MATERIAL SHOWN:
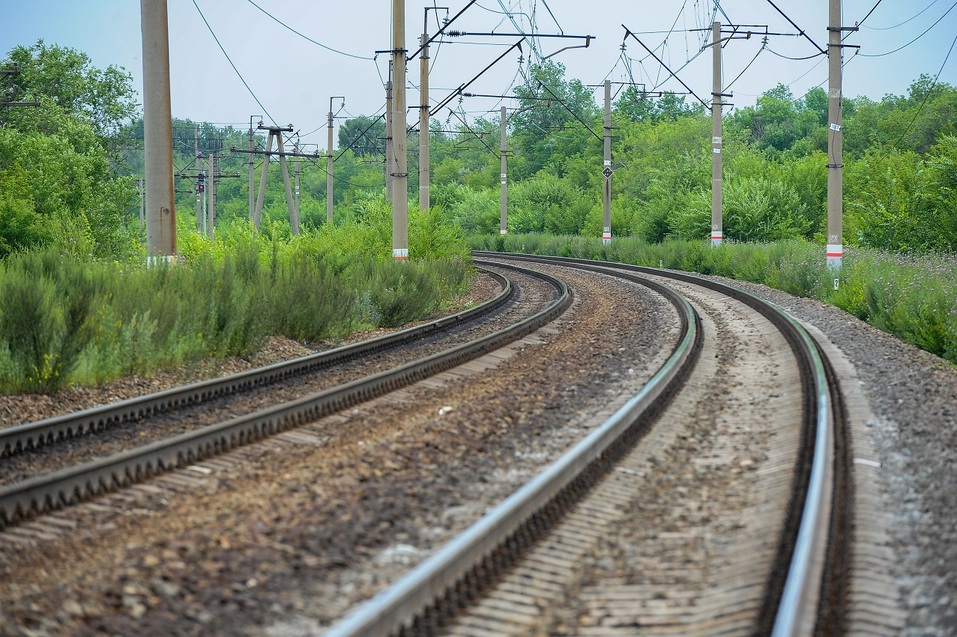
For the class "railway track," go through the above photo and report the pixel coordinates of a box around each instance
[0,255,868,635]
[326,254,852,637]
[0,266,571,529]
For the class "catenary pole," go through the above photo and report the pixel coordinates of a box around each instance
[419,14,431,210]
[193,122,203,233]
[385,60,395,201]
[601,80,612,245]
[206,153,219,238]
[249,115,260,228]
[140,0,176,263]
[711,22,724,246]
[827,0,844,273]
[253,131,273,230]
[499,106,508,235]
[326,95,346,223]
[392,0,409,261]
[276,130,299,237]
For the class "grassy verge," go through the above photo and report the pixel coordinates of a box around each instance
[0,221,473,393]
[471,235,957,363]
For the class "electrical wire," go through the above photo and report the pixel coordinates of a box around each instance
[858,2,957,58]
[894,29,957,148]
[858,0,940,31]
[193,0,279,126]
[246,0,373,61]
[722,38,768,92]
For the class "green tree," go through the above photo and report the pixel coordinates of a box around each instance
[510,60,601,179]
[339,116,385,158]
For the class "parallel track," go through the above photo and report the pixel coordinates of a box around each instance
[0,266,572,529]
[0,271,515,458]
[326,253,852,637]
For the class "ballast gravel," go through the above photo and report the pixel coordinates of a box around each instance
[0,268,957,637]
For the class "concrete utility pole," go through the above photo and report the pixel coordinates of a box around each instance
[292,141,302,225]
[385,60,395,201]
[711,22,724,247]
[136,177,146,230]
[206,153,219,238]
[253,124,299,236]
[419,7,448,210]
[601,80,612,245]
[391,0,409,261]
[499,106,508,236]
[140,0,176,263]
[193,122,206,233]
[328,95,346,223]
[827,0,844,274]
[249,115,262,228]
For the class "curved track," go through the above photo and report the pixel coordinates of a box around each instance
[327,254,850,636]
[0,260,572,528]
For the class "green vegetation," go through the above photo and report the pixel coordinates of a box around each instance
[470,234,957,364]
[0,41,957,392]
[0,217,471,392]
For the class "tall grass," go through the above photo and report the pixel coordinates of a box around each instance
[0,224,473,393]
[471,235,957,363]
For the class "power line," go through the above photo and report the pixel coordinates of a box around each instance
[856,0,884,26]
[247,0,375,62]
[768,0,827,55]
[858,0,939,31]
[193,0,278,126]
[858,2,957,58]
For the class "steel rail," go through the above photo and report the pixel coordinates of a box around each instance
[324,262,702,637]
[0,271,514,458]
[475,252,836,637]
[0,266,572,530]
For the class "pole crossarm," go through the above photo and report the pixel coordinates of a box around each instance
[538,82,604,142]
[432,40,522,114]
[406,0,478,61]
[229,146,319,159]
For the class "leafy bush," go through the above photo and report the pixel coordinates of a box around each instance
[471,235,957,363]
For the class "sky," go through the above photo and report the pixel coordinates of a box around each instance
[0,0,957,150]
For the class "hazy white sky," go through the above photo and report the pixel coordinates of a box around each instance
[0,0,957,148]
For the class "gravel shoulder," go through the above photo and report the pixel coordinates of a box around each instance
[723,280,957,637]
[0,268,957,637]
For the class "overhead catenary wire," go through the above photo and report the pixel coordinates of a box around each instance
[246,0,373,61]
[193,0,279,126]
[858,2,957,58]
[858,0,940,31]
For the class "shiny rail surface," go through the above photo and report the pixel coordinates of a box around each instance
[0,270,515,458]
[324,254,702,637]
[325,253,843,637]
[0,266,572,530]
[475,252,852,637]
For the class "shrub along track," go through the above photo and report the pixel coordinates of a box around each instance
[0,256,677,634]
[0,256,868,634]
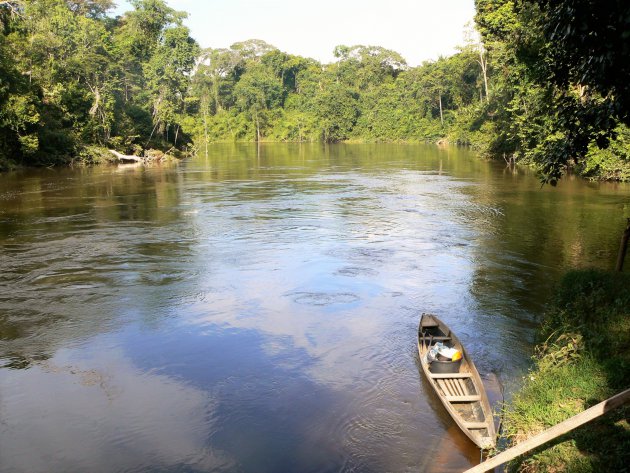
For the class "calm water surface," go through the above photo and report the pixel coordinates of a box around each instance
[0,145,630,473]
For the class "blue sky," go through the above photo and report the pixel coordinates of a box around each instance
[116,0,474,66]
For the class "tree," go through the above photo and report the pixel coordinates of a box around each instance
[234,65,283,141]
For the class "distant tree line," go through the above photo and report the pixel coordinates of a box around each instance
[0,0,630,184]
[0,0,199,166]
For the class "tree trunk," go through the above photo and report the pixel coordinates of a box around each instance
[203,96,208,159]
[479,48,490,102]
[616,218,630,272]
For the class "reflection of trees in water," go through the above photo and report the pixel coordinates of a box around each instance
[0,167,194,368]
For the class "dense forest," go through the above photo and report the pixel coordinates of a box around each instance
[0,0,630,184]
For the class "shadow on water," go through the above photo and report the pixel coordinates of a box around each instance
[0,144,630,473]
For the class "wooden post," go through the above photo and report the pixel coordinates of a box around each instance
[616,218,630,272]
[464,389,630,473]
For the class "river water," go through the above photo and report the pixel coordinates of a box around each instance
[0,144,630,473]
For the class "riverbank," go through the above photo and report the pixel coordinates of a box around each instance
[504,270,630,473]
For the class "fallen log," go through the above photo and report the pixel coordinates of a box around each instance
[109,149,144,163]
[464,389,630,473]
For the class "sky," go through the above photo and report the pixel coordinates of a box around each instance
[115,0,475,66]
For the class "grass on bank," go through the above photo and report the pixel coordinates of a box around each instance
[504,270,630,473]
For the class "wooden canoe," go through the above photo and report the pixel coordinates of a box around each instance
[418,314,497,449]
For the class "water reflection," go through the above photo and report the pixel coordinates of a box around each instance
[0,145,630,472]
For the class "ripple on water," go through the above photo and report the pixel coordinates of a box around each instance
[285,292,359,306]
[335,266,378,278]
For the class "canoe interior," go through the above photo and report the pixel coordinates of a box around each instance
[418,314,496,448]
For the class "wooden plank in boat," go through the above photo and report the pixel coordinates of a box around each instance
[429,372,472,379]
[445,394,481,402]
[464,422,488,430]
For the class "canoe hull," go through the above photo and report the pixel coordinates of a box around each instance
[418,314,496,449]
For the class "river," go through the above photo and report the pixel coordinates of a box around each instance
[0,144,630,473]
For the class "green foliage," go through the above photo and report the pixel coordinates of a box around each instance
[0,0,197,165]
[504,270,630,472]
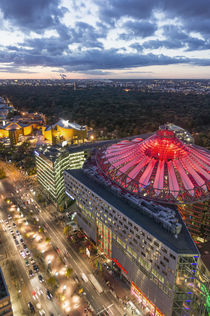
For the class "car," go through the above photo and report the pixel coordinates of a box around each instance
[38,274,44,283]
[28,270,34,278]
[33,264,39,273]
[20,250,26,259]
[37,288,44,296]
[46,289,53,301]
[28,302,35,313]
[15,239,20,246]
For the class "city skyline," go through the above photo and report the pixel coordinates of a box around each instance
[0,0,210,79]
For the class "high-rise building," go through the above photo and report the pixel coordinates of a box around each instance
[64,130,210,316]
[42,119,87,144]
[34,141,120,208]
[0,268,13,316]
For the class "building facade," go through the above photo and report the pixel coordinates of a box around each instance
[34,141,123,209]
[0,268,13,316]
[35,147,87,206]
[64,168,199,316]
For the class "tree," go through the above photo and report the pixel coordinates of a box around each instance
[45,237,50,243]
[63,226,70,236]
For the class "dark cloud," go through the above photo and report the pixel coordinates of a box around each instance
[95,0,210,35]
[119,21,157,40]
[95,0,158,24]
[0,49,189,71]
[70,22,106,48]
[0,0,67,33]
[142,25,210,51]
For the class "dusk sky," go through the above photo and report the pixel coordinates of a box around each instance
[0,0,210,79]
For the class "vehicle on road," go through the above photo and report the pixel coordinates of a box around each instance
[28,302,35,313]
[38,274,44,283]
[81,273,88,283]
[20,250,26,259]
[88,273,103,294]
[33,264,39,273]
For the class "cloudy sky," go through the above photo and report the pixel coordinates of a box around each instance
[0,0,210,79]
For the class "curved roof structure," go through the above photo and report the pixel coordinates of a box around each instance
[97,130,210,203]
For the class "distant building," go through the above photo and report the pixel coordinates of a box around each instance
[64,168,199,316]
[159,123,194,144]
[0,122,33,145]
[42,119,87,144]
[64,130,210,316]
[0,268,13,316]
[34,141,124,206]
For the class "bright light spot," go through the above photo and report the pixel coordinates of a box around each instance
[72,296,79,303]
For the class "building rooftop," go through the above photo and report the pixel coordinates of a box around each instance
[66,169,199,254]
[97,130,210,204]
[0,268,9,300]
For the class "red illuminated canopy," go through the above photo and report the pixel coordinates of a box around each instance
[97,130,210,203]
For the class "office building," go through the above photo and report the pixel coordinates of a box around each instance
[34,141,126,209]
[64,130,209,316]
[0,268,13,316]
[42,119,87,144]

OBJECTIVE:
Print every line from the very first one above through the line holding "[0,266,571,529]", with both ends included, and leave the pictures out.

EXERCISE OUTPUT:
For the class "railway track," go through the above photo and report the pixel coordinates of a box around each instance
[0,255,868,635]
[326,254,852,637]
[0,266,571,529]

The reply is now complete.